Copy each line of the records below that has "grass" in it.

========================

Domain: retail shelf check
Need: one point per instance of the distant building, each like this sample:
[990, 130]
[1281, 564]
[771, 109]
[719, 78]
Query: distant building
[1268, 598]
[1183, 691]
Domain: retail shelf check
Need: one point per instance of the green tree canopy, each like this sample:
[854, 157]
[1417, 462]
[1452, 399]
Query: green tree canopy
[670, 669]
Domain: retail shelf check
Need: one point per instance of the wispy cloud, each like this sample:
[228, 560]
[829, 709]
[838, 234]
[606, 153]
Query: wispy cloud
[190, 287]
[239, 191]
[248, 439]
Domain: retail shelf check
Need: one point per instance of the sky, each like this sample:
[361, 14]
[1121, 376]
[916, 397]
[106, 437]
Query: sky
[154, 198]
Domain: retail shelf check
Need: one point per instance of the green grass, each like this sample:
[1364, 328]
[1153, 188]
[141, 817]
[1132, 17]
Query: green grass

========================

SOLUTION =>
Need: one point per instance of the green grass, each like this sample:
Query: green grass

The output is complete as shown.